→ **Job**
Gather every line below that contains the word "leafy" and copy each one out in full.

Records of labeled points:
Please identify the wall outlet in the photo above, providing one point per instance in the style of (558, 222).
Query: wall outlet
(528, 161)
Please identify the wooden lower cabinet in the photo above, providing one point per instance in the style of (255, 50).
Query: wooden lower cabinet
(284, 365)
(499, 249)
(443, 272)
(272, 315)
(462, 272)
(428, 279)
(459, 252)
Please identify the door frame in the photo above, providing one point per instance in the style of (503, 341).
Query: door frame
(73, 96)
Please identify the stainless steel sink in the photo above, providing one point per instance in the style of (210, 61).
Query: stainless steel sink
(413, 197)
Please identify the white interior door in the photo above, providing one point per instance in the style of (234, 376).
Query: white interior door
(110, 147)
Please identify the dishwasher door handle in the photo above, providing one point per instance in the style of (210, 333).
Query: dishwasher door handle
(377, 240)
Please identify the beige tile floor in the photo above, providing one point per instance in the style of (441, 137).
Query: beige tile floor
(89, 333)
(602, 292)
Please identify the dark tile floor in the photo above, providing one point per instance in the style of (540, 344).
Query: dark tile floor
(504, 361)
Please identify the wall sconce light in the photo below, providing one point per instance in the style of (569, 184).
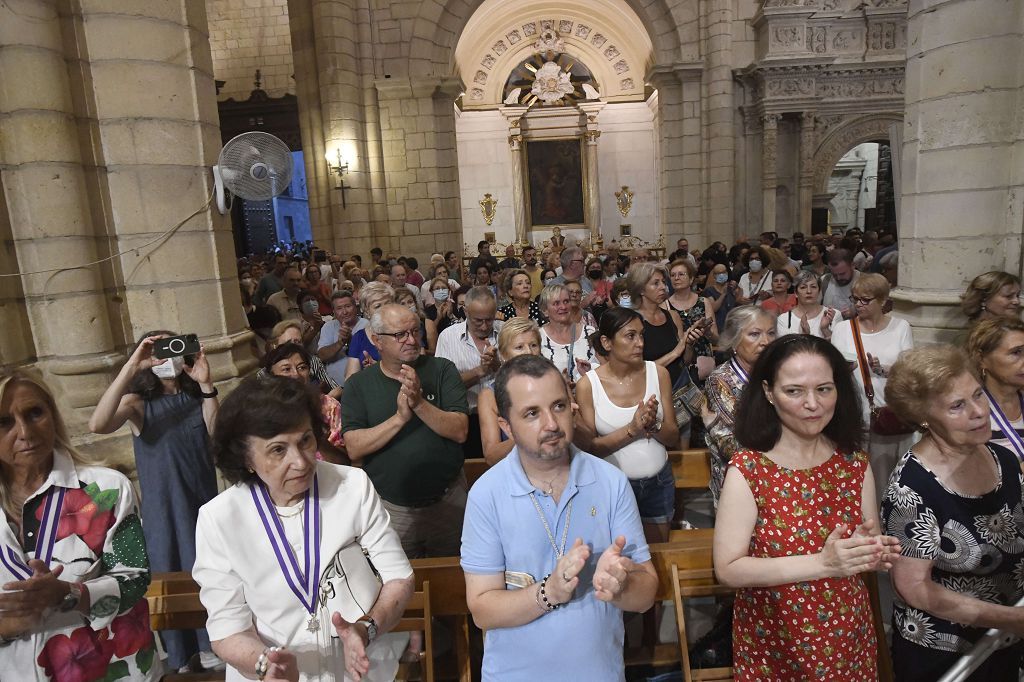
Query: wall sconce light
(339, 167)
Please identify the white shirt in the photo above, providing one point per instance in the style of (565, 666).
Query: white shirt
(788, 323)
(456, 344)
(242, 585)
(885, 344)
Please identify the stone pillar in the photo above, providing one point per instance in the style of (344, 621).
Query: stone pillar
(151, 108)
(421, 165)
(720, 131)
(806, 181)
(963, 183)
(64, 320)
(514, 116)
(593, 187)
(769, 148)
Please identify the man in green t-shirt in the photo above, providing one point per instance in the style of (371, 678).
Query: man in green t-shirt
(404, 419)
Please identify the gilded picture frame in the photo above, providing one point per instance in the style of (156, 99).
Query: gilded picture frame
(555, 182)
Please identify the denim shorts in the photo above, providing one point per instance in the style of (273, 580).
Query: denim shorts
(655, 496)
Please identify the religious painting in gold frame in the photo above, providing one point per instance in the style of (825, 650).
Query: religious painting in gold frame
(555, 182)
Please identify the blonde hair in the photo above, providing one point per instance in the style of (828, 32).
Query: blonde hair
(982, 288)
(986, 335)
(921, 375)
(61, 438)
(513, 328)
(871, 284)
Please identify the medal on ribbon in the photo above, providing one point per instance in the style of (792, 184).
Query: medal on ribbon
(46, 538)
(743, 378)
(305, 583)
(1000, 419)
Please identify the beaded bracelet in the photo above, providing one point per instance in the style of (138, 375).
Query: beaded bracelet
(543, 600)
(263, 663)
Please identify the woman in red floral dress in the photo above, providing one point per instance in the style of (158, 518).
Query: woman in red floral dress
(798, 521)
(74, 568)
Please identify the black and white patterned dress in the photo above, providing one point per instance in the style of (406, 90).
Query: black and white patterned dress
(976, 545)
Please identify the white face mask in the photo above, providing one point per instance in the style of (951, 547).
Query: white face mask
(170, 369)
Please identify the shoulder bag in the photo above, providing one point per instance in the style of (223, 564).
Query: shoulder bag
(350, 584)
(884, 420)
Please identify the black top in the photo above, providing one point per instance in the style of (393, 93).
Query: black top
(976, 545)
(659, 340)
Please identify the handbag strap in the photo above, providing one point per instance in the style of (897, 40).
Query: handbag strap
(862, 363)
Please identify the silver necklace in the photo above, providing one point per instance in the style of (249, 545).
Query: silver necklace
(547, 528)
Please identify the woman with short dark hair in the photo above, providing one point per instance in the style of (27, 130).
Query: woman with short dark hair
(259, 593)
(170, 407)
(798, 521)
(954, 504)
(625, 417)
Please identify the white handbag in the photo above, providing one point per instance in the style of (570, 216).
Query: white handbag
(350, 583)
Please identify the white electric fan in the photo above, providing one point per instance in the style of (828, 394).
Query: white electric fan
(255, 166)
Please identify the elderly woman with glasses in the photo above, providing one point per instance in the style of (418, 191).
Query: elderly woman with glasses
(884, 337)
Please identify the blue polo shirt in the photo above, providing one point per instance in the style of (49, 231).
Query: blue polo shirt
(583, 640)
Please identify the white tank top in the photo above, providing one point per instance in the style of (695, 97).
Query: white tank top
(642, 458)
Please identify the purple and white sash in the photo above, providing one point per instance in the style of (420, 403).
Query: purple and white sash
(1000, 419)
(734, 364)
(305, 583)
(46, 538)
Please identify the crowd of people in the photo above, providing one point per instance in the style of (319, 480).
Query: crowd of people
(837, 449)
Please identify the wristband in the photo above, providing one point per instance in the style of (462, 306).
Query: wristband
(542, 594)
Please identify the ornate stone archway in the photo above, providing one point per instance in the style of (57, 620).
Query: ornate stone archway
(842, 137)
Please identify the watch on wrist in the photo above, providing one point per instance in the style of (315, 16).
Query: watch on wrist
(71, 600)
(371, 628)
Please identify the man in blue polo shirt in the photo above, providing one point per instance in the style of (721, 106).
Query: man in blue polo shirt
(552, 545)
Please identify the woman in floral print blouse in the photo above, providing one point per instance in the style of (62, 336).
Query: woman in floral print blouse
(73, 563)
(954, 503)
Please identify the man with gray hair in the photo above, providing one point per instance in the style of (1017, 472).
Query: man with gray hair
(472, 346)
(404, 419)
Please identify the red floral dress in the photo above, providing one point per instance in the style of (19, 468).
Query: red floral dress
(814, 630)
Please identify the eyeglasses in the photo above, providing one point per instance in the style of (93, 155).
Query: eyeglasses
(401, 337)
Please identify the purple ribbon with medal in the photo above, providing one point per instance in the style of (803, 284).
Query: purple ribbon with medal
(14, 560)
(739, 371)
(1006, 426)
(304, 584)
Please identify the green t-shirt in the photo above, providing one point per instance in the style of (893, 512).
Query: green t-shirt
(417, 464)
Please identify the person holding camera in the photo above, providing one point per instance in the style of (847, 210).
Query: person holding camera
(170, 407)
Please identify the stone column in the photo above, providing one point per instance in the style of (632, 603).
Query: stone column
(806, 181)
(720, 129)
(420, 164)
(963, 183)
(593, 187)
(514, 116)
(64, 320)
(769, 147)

==

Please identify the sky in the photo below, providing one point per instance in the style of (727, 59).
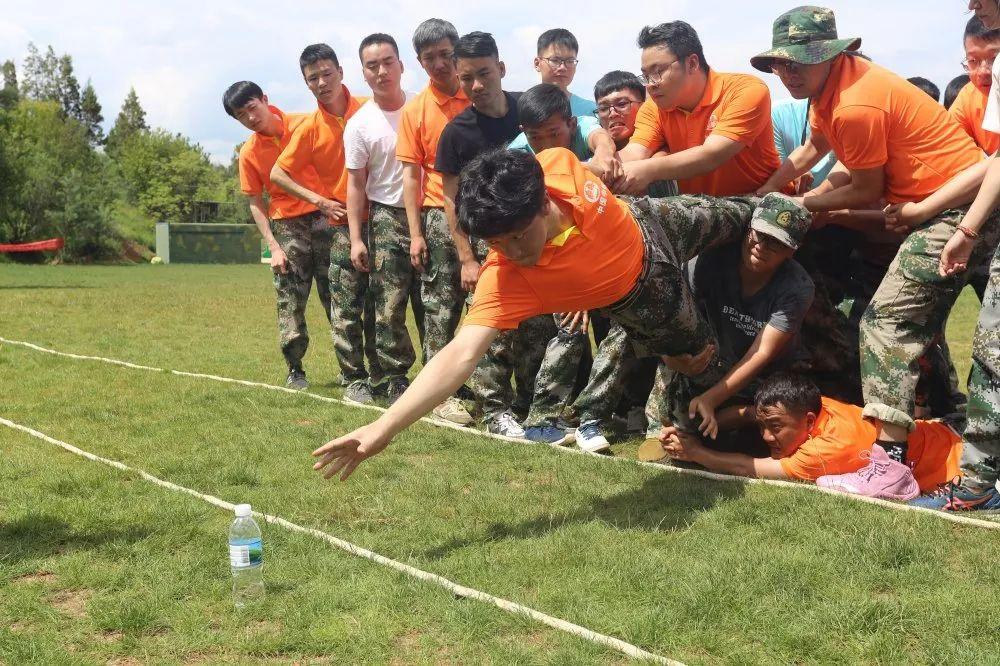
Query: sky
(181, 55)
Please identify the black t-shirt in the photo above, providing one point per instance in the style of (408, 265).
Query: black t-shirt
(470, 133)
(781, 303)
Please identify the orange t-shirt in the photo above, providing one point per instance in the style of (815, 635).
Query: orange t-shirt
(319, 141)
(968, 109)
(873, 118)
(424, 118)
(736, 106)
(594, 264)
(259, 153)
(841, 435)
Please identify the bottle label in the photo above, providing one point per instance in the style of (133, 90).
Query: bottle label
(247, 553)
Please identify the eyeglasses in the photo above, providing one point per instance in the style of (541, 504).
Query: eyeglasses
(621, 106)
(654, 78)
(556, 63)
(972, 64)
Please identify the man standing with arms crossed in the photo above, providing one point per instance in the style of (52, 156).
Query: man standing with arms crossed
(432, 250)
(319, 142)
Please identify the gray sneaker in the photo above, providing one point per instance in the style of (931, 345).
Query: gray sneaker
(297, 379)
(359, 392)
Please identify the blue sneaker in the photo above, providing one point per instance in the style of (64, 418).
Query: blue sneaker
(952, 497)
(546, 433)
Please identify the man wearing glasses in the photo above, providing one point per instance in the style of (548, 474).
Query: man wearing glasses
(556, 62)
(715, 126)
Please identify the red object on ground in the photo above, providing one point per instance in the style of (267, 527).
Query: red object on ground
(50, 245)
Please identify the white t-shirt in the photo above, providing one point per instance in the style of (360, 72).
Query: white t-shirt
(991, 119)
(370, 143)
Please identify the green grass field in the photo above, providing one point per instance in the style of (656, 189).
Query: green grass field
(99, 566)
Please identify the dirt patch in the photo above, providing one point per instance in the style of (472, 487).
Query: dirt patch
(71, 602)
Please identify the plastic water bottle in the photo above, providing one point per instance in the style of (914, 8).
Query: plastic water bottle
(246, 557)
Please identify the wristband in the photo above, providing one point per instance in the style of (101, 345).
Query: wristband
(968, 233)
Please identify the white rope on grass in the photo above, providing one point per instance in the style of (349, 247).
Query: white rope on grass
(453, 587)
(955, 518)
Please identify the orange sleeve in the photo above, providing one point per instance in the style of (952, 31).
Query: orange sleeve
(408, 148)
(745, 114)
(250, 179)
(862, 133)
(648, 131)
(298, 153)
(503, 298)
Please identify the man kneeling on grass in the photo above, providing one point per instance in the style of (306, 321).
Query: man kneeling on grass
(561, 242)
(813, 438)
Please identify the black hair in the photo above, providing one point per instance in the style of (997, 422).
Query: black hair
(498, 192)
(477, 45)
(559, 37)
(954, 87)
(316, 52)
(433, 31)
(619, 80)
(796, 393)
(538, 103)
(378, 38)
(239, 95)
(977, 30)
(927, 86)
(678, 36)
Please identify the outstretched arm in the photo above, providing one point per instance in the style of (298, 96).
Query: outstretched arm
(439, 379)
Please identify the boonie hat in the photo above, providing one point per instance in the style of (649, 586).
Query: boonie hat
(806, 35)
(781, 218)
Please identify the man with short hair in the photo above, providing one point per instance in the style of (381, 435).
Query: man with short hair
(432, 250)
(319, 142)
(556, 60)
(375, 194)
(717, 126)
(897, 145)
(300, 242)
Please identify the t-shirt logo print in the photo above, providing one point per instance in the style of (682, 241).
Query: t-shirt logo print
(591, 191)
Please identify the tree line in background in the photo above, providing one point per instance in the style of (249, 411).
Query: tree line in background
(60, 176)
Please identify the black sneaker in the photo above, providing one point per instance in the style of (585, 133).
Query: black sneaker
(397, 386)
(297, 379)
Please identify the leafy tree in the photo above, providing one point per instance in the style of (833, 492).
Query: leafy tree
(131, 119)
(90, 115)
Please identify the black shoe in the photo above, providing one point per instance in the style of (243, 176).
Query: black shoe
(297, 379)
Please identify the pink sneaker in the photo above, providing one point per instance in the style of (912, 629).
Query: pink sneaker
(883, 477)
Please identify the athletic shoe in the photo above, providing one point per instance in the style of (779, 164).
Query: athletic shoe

→ **Task result**
Please identify the leafy tree in the photo above, providing one point per instance in the style of (833, 492).
Query: leafy tree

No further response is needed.